Job 1: Write out the part of the profile that runs from "Back at home, she" to "at Spanish Parade.".
START Passage
For instance, she says, she has worked with unemployed young people in Dublin and in rural towns, so she knows the common and different issues faced by these people.
“The work I have done has allowed me to knit different experiences from different parts of the country. And regional representation is important but so are other forums, so I have no plans to run for the Dáil. I don’t intend to.”
The Seanad has powers and “we’ve seen what can be done when you have Senators who have a vision and who use it as a different space”.
Alice-Mary, however, does have an issue with the fact that its electorate is so restricted.
“There are a lot of people who want to support me and can’t,” she says, because voting is confined to registered graduates of UCD, UCC, NUI Maynooth and NUI Galway.
Seanad reform is on her agenda, and she’d like to see universal suffrage, explaining that this would be possible via legislation rather than a referendum.
“There are already good proposals that could be implemented by legislation, from people such as Senator Feargal Quinn, Maurice Manning, Katherine Zappone (now a TD) and John Crown.”
Alice-Mary graduated from UCD in Philosophy and English, followed by an MPhil in Theatre at Trinity – one of her essays was on ‘The Woman in the Bed in Irish Theatre’. Then she got a Fulbright Scholarship to New York where she studied social research, while living in an arts collective.
Back at home, she worked with Artists Against Racism, where gradually the work became less about arts and more about legislation, she says.
But the arts have been integral to her life since childhood.
“When you grow up in Galway and are engaged in politics, you learn that arts and politics are interwoven, Galway always had that perspective.”
One of the most memorable moments of her life was as a teenager in 1992 when she attended the rehearsed readings and first production of Eclipsed, which first put the spotlight on Ireland’s Magdalen Laundries. The readings were done by young friends in Galway Youth Theatre and the production was staged by Punchbag Theatre in a disused garage at Spanish Parade.
“That was the first time I had heard about the Magdalen Laundries – through the arts it emerged into public consciousness.”
The State’s Direct Provision policy for asylum seekers is a successor to those institutions, and again, it’s been artists who have led the campaign against it, she says.
There are many more issues on which she feels strongly – equality for women, proper childcare, home-care, inter-generational solidarity and community services.
“Our economy is only sustainable on the back of care. We need to recognise that and plan for it, using demographics and percentages. While everyone’s individual circumstance is different, some things are so predictable.”
Given her experience with Trócaire, Alice-Mary feels deeply about climate change and suggests that the Seanad is “a place where responsible debates on climate change could take place”.
And she wants the State to factor in climate change when awarding public contracts. Money isn’t the only issue, she says, “social, environmental and employment criteria” should also be attached.
It’s difficult to imagine Alice-Mary having ‘down time’ but she does. Swimming in the sea is relaxing, as is dancing – “I love dancing” – and going to theatre. Her mother, Sabina, an actress, has been a big influence in this regard.
Family is important to her, but her parents cannot be involved in this campaign, and aren’t, she says.
“What I’ve learned through my life is in me, what I started in Galway with my family, but the separation is very clear and I’m very conscious of those boundaries.
“I think I’ve made my own path in the world. I’m not following anybody.”
She has a core campaign staff of “seven or eight”, all volunteers, and is meeting goodwill and interest on the campaign.
“I am lucky in that I am drawing support from all the parts of my past, all the different chapters.”
END Passage
START Available records
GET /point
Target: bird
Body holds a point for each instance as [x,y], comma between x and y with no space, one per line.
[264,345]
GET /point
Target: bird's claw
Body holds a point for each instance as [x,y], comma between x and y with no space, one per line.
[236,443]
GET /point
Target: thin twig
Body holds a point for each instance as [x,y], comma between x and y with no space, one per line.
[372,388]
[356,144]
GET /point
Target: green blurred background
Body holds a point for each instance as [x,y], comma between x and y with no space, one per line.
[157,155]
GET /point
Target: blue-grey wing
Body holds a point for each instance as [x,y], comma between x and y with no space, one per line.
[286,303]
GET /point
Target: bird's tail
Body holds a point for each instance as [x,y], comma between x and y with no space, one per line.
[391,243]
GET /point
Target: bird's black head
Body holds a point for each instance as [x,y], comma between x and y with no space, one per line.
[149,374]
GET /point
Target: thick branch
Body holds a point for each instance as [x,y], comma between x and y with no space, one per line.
END Available records
START Available records
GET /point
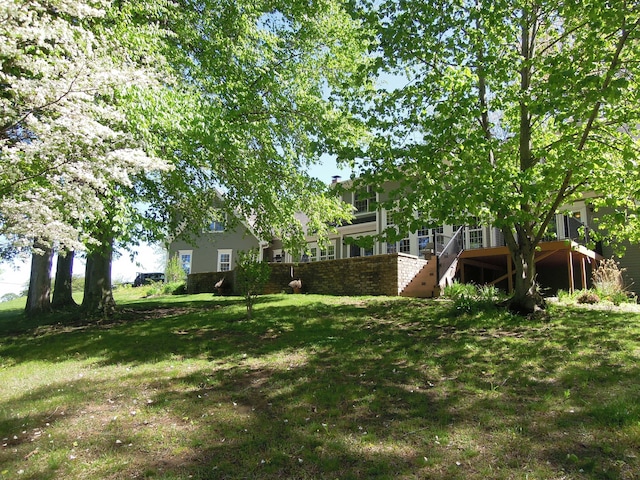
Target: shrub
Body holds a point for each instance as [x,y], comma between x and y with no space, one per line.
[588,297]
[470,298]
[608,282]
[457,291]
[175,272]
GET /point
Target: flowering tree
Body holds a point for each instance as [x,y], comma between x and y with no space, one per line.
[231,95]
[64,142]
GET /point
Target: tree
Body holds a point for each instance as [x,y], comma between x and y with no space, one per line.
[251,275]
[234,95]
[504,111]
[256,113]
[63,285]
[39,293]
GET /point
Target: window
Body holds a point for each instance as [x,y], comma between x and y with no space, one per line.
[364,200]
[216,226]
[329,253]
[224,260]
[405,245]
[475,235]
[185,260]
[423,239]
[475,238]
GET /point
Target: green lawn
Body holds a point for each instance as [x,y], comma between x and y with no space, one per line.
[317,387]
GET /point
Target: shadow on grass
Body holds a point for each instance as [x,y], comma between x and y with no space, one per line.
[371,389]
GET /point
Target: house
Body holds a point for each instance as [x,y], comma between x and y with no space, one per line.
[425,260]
END Available records
Job 2: How many lines of the records contain the string "green"? Reply with the number alone.

Exercise result 1:
Back at home, she worked with Artists Against Racism, where gradually the work became less about arts and more about legislation, she says.
But the arts have been integral to her life since childhood.
“When you grow up in Galway and are engaged in politics, you learn that arts and politics are interwoven, Galway always had that perspective.”
One of the most memorable moments of her life was as a teenager in 1992 when she attended the rehearsed readings and first production of Eclipsed, which first put the spotlight on Ireland’s Magdalen Laundries. The readings were done by young friends in Galway Youth Theatre and the production was staged by Punchbag Theatre in a disused garage at Spanish Parade.

Exercise result 2: 2